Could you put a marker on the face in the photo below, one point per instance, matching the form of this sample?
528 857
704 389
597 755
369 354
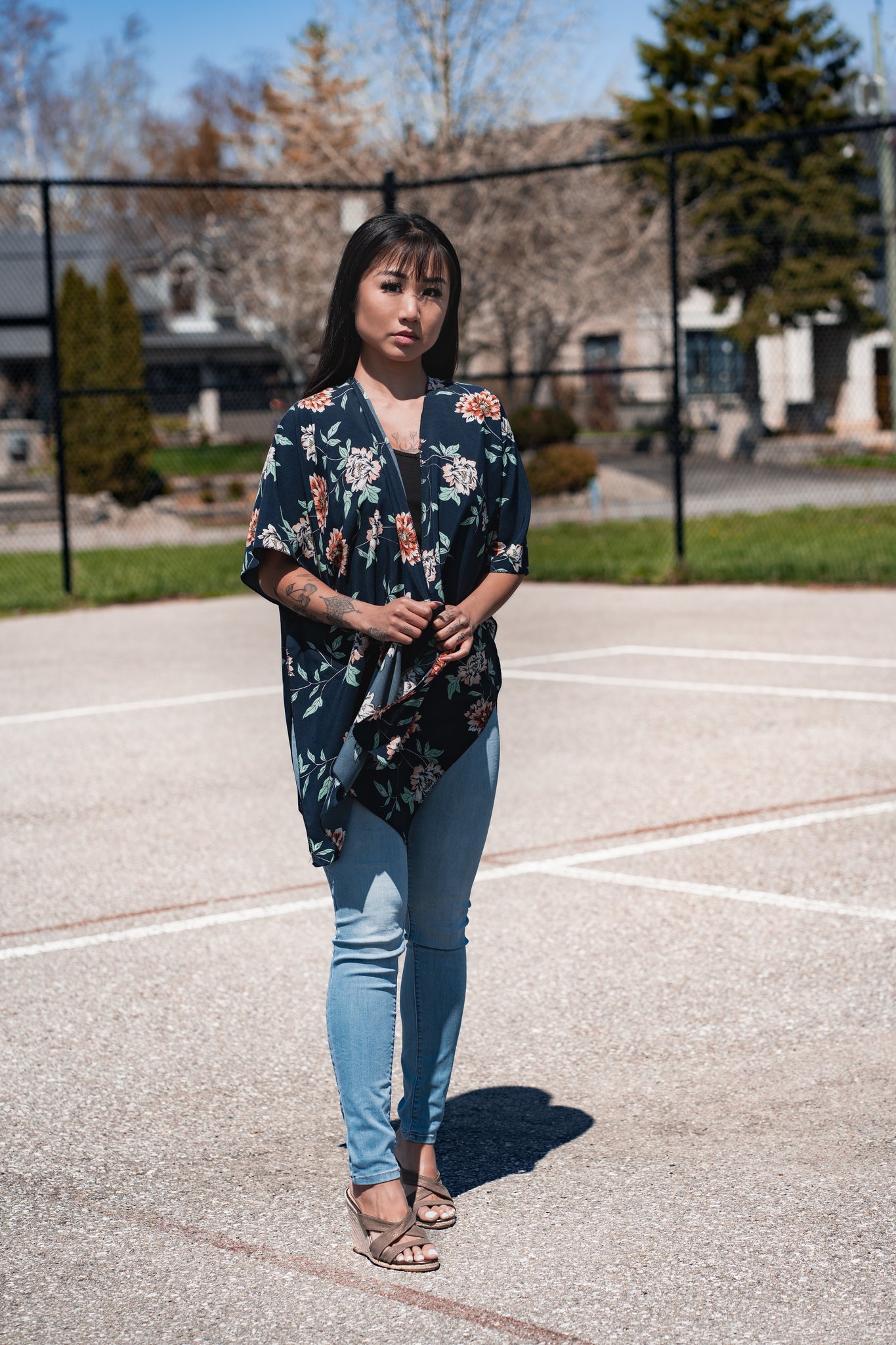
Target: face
400 315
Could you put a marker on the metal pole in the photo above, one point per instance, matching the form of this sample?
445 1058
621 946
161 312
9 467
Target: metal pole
675 428
54 382
389 191
888 210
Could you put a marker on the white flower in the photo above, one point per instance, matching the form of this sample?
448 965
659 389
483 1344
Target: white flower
308 441
270 540
375 530
304 537
471 671
362 468
461 475
423 776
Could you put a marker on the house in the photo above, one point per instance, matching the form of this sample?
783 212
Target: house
202 366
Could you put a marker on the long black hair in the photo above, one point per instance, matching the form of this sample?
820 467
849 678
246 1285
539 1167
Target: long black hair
418 248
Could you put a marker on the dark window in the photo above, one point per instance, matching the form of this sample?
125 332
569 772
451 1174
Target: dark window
714 363
602 351
183 290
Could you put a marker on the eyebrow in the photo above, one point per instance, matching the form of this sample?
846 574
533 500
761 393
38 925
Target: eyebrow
402 275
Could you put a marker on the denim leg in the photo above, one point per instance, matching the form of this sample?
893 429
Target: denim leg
445 845
368 884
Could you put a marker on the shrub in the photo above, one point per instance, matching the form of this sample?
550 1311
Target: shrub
535 427
562 467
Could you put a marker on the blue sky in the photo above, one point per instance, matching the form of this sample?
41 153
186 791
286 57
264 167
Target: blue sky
226 32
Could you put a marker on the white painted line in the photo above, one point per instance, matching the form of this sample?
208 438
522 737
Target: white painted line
561 865
800 693
89 940
673 651
711 889
746 829
121 708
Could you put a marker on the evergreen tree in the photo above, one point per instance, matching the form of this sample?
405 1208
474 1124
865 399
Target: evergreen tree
81 365
128 433
109 440
784 222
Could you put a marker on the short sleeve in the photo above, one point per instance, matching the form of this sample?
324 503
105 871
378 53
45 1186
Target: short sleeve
509 508
272 526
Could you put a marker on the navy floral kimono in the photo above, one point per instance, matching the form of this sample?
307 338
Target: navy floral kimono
383 722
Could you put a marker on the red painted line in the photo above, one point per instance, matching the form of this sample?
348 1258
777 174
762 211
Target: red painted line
395 1293
688 822
496 856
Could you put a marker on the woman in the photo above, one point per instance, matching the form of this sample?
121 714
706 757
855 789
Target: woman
390 526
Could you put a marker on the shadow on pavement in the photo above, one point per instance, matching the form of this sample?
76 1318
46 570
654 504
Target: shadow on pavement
492 1133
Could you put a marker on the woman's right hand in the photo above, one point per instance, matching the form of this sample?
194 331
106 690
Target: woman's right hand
399 622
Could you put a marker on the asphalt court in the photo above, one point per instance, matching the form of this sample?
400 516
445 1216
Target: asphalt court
672 1109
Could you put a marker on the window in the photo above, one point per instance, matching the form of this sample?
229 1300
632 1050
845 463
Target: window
602 351
183 290
714 363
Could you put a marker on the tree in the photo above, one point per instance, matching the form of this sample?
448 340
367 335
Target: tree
109 440
81 347
129 439
782 222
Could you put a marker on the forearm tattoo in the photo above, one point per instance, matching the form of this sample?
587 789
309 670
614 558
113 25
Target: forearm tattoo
336 608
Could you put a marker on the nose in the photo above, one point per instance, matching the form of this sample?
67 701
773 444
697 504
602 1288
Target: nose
410 305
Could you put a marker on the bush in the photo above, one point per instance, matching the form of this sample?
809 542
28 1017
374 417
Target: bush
562 467
535 427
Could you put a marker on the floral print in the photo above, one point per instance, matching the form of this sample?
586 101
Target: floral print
408 539
479 405
319 495
360 468
317 403
461 475
337 552
386 721
272 541
479 715
308 441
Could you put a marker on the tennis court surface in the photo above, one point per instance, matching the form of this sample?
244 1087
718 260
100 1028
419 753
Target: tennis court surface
672 1113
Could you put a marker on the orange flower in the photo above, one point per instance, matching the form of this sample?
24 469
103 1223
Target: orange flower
337 550
319 495
408 539
479 405
317 401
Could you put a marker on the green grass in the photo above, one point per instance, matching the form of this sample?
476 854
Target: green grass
209 459
790 546
885 462
794 546
33 580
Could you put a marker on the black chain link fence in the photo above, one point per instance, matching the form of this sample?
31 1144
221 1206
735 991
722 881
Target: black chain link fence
151 337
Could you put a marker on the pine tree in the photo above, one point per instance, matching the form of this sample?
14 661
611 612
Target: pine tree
784 222
81 365
129 435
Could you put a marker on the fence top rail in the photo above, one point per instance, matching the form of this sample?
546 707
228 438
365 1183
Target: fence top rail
671 150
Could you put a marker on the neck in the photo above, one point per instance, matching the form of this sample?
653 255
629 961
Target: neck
400 381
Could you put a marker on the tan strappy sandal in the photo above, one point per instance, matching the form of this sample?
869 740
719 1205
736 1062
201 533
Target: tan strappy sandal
426 1193
379 1242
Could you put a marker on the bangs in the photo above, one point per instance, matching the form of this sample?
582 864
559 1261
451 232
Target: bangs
421 259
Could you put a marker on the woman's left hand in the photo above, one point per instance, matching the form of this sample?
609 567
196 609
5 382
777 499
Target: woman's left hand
453 632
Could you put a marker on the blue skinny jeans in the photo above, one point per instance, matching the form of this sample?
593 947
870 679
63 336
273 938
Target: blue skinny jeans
391 898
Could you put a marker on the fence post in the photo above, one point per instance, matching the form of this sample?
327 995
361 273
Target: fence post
675 428
54 382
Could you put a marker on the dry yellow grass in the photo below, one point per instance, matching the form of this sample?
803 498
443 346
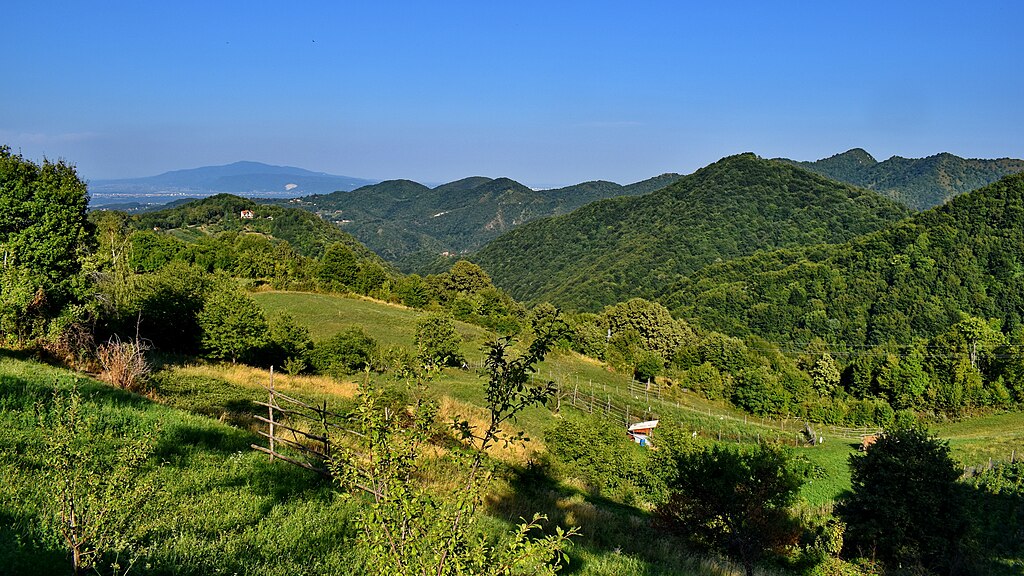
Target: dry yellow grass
248 376
450 408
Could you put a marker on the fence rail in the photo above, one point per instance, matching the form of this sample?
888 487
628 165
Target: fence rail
304 429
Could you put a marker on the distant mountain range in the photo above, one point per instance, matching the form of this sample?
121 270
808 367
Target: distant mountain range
252 179
614 249
410 223
916 182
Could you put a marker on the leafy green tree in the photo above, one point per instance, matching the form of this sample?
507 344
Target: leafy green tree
735 501
437 341
408 530
413 291
91 478
648 365
825 374
166 306
232 324
708 379
602 456
905 507
466 278
338 266
345 353
658 331
287 340
44 237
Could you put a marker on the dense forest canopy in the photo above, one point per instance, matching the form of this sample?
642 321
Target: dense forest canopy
919 319
611 250
918 182
410 223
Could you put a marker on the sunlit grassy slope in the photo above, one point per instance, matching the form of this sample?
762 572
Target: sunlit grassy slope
973 442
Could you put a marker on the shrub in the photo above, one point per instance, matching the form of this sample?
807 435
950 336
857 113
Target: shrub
437 341
124 363
345 353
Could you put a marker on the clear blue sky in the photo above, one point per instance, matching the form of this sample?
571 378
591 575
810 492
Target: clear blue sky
548 93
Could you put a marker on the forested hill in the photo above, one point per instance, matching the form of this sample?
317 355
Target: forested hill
918 182
911 280
611 250
398 218
306 233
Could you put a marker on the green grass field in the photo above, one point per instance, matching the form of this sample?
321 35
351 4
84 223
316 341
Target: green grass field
223 508
973 442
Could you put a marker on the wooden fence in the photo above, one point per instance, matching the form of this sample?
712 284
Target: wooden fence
304 430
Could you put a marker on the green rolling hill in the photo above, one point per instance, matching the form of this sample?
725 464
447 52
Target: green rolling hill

——

Return only this span, exactly: the line that contains "Could you put a marker on the wooden" and all lines after it to the end of the records.

> **Task output**
Could you put a marker on the wooden fence in the photo above, one point per instance, matching the form of this sample?
712 284
Target: wooden fence
304 430
Could you put a marker on the green rolling hill in the photo above, one point per instance, matching the form of this sample?
725 464
447 52
Target: green rolling hill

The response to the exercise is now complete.